• EXCERPT TO READ

His description made me think of “organized stalking.” Claims of organized stalking, sometimes called gang stalking, certainly come off as delusional. Watch a YouTube video by someone claiming to be a victim of organized stalking and their paranoid interpretations of ordinary events provide evidence of pathological thinking. Online, paranoid people who believe they’re victims of organized stalking connect and reinforce one another’s fears, a tragic example of Benedict Anderson’s Imagined Communities.
 
The guy I met didn’t say anything about online groups. He mentioned vehicles near his remote home at inexplicable times. His paranoia was earned through direct action, his response to what he believed was an attack on nature and the sovereignty of native people. His paranoia was not racist and it did not come from AM radio. It parked outside his house in a black SUV.
 
People close to Ernest Hemingway saw the author’s paranoia about FBI stalking as a sign that his mind was unwell. When a Freedom of Information Act request later released information on FBI activities, it showed that Hemingway had been followed, his phones tapped, his mail opened. As Joseph Keller wrote, and Kurt Cobain later sang, “just because you’re paranoid, don’t mean they’re not after you.”
 
Yan, Laura. “Mind Games: The Tortured Lives of Targeted Individuals,” Wired, March 4, 2018.
 
Hotchner, A.E. “Hemingway, Hounded by the Feds.” The New York Times. July 1, 2011.

“Holy shit,” was all I could say. Did I believe this? Whether I believed him or not, he was creeping me out. The next time he stopped to take a break, could I keep going? I could say I had some place to be at a certain time. What time was it? I wasn’t wearing a watch. I left the trailhead at 8:30. It was probably 10ish. If his claims were true, no wonder this guy carried a gun. I mean, environmental activists, at least in stereotype, are hippies, not the NRA crowd. But how had we gone from the red squirrel, to Pope John Paul and the Max Planck Institute, to surveillance haunting his trailer at night?

“What happens if you travel, like go visit your daughter?” I’m not sure why I asked.

“I went to go see her graduate from high school and they detained me both ways. They searched me, searched through my things, asked where I was going a bunch of times. No, I don’t dare. I’ll come back and find the trailer burned to the ground. I got a lot of animals there I don’t want anything to happen to.”

“I’m sorry to hear that.” I tried to say it conclusively, then I pointed to what I knew was a Christmas cholla and asked, “Do you know what this is called?”

“That’s a Christmas cholla. Aren’t those neat?”

“Looks tasty.” Christmas cholla grow fat little red fruit.

• LISTED ENTRIES
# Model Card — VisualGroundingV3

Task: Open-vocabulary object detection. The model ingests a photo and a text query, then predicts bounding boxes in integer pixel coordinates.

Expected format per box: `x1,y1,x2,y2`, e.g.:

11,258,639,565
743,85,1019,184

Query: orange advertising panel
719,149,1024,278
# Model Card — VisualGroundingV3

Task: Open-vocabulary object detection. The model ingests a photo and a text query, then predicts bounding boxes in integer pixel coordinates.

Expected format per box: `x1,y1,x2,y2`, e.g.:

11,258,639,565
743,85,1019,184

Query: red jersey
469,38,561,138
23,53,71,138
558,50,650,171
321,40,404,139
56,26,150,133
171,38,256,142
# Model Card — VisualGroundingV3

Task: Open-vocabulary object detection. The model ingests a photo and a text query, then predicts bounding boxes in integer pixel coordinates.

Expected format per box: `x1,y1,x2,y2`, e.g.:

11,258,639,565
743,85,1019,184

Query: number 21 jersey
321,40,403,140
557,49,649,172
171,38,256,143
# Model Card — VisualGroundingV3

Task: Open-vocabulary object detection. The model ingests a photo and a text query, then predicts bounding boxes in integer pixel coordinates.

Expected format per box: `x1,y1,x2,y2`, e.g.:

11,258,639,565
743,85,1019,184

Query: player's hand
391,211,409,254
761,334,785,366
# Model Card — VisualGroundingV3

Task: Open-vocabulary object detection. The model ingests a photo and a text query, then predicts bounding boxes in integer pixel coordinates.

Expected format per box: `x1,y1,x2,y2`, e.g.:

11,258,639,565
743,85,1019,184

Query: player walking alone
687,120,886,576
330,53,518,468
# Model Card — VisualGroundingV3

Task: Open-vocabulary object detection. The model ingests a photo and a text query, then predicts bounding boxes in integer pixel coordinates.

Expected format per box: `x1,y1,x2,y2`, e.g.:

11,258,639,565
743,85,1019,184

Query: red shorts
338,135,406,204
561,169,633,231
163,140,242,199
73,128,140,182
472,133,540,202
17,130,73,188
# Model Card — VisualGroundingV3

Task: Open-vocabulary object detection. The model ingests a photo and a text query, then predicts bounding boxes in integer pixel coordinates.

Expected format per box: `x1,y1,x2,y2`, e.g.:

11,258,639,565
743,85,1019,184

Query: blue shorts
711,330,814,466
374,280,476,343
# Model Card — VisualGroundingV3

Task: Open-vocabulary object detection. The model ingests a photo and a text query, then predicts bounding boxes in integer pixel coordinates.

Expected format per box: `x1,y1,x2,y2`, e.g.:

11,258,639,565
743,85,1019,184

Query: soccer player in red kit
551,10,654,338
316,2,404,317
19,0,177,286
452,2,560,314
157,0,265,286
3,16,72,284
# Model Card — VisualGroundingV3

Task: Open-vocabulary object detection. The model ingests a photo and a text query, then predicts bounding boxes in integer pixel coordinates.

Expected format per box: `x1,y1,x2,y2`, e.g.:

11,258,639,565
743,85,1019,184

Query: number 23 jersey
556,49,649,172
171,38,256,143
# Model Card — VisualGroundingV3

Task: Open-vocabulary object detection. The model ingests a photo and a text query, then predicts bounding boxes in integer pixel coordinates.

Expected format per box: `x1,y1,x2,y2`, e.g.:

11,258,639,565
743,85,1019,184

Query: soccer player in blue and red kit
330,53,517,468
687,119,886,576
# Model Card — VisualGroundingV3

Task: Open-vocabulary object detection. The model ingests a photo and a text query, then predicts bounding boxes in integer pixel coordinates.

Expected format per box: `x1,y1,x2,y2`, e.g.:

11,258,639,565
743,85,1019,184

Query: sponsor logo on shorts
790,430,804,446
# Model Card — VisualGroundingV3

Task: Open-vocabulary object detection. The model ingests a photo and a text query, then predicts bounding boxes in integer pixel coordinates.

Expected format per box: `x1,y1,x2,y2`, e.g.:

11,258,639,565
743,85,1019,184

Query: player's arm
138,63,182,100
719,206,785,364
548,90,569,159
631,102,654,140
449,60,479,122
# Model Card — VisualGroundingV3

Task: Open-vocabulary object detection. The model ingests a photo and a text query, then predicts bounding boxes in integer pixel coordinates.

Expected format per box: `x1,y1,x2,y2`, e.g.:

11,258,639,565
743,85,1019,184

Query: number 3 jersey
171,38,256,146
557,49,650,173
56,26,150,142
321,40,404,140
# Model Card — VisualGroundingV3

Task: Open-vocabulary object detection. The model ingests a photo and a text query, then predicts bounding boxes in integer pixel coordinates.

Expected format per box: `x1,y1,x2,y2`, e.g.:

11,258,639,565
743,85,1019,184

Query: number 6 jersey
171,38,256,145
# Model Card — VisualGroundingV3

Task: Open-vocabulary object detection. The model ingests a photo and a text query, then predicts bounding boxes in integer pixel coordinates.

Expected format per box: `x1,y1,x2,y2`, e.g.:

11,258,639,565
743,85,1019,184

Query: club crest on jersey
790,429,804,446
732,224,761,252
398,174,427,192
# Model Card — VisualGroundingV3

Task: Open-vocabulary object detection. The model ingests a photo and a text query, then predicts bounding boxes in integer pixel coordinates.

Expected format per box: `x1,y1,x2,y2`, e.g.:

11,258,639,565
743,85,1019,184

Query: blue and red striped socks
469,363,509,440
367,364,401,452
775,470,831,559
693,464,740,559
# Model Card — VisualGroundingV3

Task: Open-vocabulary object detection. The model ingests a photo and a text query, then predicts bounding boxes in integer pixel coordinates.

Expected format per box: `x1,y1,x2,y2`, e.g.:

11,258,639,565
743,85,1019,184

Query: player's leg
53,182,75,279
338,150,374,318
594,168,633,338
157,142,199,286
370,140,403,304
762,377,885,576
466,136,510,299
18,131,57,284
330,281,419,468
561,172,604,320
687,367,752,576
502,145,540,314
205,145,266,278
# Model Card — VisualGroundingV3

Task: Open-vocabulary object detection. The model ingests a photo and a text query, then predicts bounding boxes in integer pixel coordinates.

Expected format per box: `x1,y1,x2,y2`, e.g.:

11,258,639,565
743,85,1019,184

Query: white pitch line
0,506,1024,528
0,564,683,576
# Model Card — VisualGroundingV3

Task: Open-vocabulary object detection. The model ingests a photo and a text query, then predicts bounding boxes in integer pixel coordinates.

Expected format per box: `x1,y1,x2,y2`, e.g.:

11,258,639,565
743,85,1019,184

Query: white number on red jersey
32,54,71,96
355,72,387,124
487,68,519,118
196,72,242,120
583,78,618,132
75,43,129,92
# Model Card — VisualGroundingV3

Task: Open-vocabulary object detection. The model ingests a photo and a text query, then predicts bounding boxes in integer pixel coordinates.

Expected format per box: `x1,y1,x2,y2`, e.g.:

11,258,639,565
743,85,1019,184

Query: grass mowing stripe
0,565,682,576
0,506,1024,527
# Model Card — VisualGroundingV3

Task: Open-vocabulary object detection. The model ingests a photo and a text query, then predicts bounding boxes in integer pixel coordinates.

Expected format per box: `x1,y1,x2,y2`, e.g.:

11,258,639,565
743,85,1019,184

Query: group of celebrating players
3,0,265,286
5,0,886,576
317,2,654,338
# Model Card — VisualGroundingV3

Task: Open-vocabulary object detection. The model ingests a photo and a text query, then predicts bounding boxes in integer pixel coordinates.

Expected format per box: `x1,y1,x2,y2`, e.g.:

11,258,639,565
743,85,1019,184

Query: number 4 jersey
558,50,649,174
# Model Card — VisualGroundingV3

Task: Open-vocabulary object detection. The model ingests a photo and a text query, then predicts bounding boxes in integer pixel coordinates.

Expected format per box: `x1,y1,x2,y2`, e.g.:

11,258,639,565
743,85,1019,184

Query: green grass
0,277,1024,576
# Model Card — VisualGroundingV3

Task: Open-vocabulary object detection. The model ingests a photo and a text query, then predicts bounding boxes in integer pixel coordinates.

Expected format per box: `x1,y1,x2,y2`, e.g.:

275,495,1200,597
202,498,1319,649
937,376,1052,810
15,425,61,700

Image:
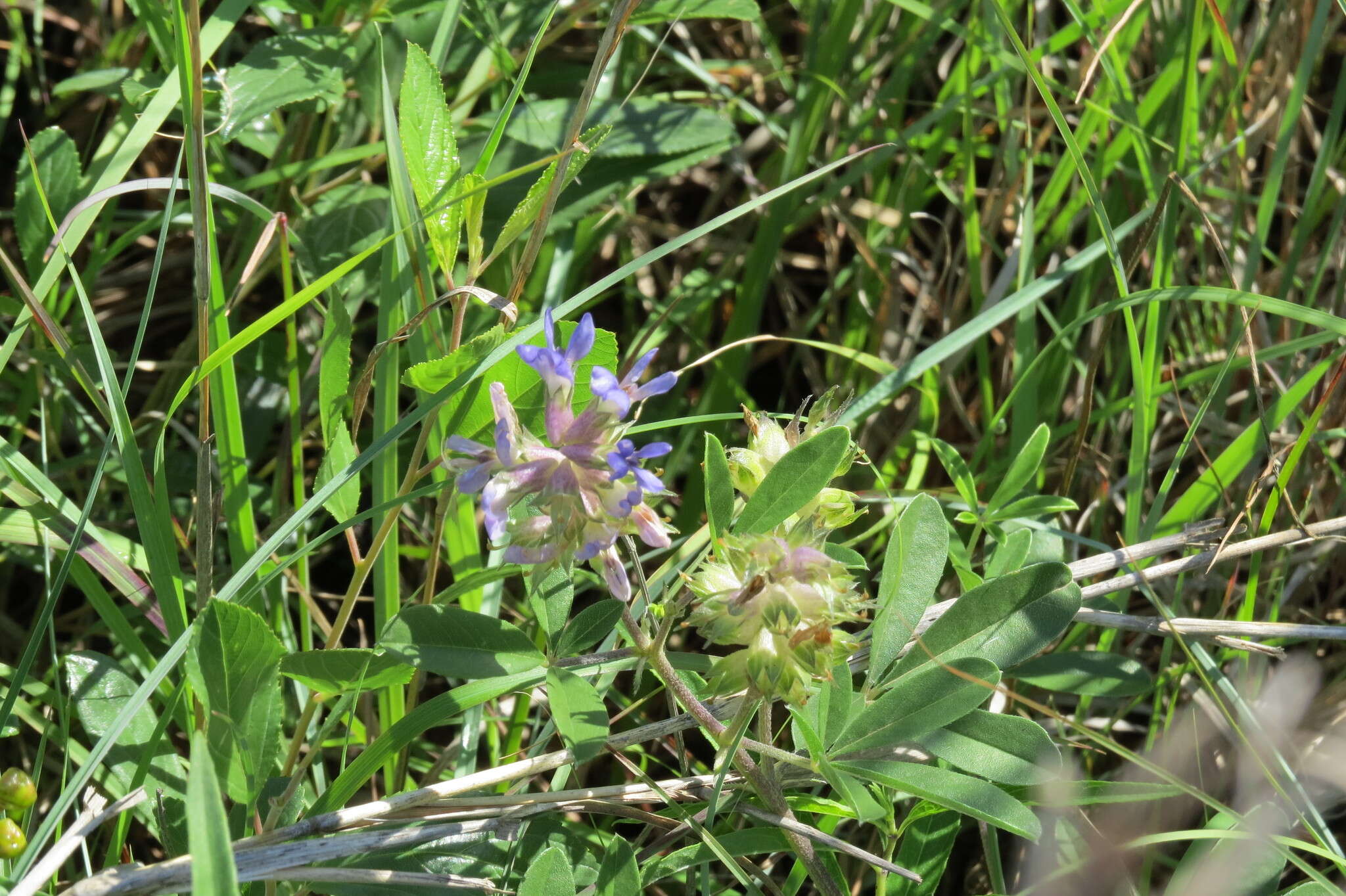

• APPLY WHAT YOU READ
A – Reproduce the paranoia passage, everything from "His description made" down to "a black SUV.".
B – According to the paranoia passage, what did the Freedom of Information Act request reveal about Hemingway?
C – Extend the paranoia passage, picking up after its final sentence about the Christmas cholla's fruit.

• ANSWERS PROVIDED
A –
His description made me think of “organized stalking.” Claims of organized stalking, sometimes called gang stalking, certainly come off as delusional. Watch a YouTube video by someone claiming to be a victim of organized stalking and their paranoid interpretations of ordinary events provide evidence of pathological thinking. Online, paranoid people who believe they’re victims of organized stalking connect and reinforce one another’s fears, a tragic example of Benedict Anderson’s Imagined Communities.
 
The guy I met didn’t say anything about online groups. He mentioned vehicles near his remote home at inexplicable times. His paranoia was earned through direct action, his response to what he believed was an attack on nature and the sovereignty of native people. His paranoia was not racist and it did not come from AM radio. It parked outside his house in a black SUV.

B – It showed that he had been followed, his phones tapped, and his mail opened.

C –
“You can eat them but you got to look out for the spiky hairs.”

We walked without talking for a few minutes. Maybe he sensed that I was diverting him and decided to take a hint, or maybe he felt he said too much. He didn’t know me any more than I knew him. We rounded an outcropping and I could see where the trail broke away from the mountain and out into the desert. That point was still far below, but close enough that I could discern crooked antler cholla in detail. In spite of the intensity of his stories, and that one moment of anger, the guy kept up a pleasant front. I thought about his daughter, off in the green hills of Grafton. Why would he tell me about her? Why didn’t he suspect me of being with the FBI, CIA, NSA? Why did he trust me? I watched the gun rise and fall with his steps.

They’ve been listening to everything we’ve been saying. Hello! I know you’re listening! I don’t care!

“You know what else?” he paused in the middle of the trail. “They’re watching me all the time. They got satellites. They know who you are, too. They can track you by your DNA. They took mine when I was arrested. You’re young, so they took yours when you were born.”11

Note 11
The man’s perceptions were similar to people who consider themselves “targeted individuals.” T.I.s believe they are subject to covert surveillance, including by satellites and microwaves. T.I.s may or may not believe they have been implanted with devices, such as microphones in their teeth or cerebral microchips, that communicate with satellites or microwave systems. The perpetrators of the surveillance/torture are usually considered the FBI, CIA, NSA, or some other intelligence agency. Mental health professionals believe that T.I.s are experiencing paranoid delusions, while T.I.s believe diagnosis of a disorder by a psychologist/psychiatrist is part of an intentional conspiracy to neutralize and discredit them as whistleblowers. The man I met did not use the term targeted individual, but when I came across online discussions by T.I.s, their experiences corresponded significantly with what the man believed about the satellite surveillance.
 
Yan, Laura. “Mind Games: The Tortured Lives of Targeted Individuals,” Wired, March 4, 2018.

“I was not aware of that…” I awkwardly backed up a bit, scared. Time dilated. I was forever away from my truck. My wife crossed my mind.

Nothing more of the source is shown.